_BRIEF_: Count the lines in the records below that include the word "blue", and reply with that number alone.

──────── RECORDS SHOWN ────────

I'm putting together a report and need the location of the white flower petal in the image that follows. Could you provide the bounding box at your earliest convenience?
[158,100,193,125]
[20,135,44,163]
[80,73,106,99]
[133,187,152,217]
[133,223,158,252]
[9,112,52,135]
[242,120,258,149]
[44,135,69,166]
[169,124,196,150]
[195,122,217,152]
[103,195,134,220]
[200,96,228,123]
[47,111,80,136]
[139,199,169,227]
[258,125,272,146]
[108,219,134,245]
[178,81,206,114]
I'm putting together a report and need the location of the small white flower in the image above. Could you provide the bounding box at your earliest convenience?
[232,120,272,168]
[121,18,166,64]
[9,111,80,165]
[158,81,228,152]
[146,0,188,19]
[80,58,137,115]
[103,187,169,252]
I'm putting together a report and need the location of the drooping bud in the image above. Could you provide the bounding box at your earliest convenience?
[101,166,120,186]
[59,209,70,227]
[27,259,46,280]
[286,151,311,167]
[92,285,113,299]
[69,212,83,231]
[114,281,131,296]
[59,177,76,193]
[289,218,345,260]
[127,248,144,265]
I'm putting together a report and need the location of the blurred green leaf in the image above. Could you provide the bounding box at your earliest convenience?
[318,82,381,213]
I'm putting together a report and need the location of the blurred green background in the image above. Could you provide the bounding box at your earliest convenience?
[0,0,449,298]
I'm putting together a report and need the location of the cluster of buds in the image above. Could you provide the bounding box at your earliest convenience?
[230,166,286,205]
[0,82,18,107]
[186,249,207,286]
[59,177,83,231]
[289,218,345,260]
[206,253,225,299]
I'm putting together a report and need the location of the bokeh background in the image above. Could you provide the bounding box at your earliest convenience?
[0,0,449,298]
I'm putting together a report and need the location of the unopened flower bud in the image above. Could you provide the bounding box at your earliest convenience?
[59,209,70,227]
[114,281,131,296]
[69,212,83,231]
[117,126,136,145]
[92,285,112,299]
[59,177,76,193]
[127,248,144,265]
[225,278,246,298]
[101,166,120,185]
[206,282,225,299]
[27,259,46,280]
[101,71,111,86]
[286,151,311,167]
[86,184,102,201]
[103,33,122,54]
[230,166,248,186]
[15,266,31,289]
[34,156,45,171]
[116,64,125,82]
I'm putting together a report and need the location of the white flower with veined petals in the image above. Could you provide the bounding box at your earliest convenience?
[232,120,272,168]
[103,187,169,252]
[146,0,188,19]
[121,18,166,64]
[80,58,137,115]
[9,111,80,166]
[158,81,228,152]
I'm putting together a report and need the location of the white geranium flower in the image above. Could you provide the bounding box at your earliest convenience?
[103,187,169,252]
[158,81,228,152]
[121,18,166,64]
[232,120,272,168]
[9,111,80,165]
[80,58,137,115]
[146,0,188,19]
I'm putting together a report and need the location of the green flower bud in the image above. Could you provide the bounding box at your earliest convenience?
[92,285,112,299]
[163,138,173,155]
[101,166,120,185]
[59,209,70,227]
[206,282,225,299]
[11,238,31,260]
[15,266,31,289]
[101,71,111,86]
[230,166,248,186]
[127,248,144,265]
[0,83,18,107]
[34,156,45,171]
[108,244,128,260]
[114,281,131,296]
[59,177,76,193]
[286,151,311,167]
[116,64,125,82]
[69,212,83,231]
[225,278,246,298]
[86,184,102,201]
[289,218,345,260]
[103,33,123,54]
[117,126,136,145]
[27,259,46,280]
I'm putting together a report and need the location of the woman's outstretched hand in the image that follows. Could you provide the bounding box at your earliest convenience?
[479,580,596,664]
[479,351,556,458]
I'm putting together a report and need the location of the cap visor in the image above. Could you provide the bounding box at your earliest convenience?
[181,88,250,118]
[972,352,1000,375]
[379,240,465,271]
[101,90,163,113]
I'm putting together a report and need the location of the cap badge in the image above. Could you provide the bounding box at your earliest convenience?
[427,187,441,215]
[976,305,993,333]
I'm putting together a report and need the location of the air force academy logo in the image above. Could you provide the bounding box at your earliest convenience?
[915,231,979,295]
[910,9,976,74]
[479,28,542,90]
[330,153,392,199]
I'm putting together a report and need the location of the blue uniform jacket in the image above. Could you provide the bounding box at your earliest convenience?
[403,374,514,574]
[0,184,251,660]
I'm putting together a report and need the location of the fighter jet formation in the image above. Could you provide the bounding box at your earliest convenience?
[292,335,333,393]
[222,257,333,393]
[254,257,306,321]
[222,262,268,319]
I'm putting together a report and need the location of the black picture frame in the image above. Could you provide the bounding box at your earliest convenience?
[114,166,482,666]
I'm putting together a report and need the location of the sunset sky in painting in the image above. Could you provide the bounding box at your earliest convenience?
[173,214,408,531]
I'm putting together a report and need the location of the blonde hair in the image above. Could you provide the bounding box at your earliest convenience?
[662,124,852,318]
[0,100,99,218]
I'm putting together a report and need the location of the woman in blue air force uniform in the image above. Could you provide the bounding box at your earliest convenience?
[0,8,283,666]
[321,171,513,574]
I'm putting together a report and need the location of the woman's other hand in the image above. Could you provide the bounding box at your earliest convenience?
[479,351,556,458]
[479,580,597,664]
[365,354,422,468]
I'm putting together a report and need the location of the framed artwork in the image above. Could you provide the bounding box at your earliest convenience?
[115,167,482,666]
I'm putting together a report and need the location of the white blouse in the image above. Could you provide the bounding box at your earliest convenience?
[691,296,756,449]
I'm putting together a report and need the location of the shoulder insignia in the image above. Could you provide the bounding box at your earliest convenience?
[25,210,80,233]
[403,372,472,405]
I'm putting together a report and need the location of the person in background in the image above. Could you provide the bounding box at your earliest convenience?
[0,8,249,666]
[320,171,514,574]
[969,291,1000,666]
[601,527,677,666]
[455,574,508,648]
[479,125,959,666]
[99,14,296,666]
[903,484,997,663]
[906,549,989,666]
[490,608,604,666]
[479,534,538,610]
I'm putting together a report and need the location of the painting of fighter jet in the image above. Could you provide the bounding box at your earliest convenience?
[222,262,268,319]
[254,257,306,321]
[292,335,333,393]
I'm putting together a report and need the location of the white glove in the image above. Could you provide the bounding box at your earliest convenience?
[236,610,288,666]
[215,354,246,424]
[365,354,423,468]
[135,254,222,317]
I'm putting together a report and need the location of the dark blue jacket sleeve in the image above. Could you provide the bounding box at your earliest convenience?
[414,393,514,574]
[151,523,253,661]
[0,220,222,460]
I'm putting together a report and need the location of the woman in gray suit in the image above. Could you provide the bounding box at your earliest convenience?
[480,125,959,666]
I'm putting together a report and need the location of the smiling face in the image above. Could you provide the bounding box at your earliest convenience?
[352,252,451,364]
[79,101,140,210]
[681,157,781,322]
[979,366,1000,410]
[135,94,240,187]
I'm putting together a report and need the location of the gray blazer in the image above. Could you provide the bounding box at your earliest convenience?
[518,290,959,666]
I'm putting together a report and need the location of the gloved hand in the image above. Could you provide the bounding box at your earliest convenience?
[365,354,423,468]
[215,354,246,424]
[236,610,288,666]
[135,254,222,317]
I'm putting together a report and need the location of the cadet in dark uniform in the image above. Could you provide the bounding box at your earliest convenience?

────────

_SOLUTION BELOW_: 3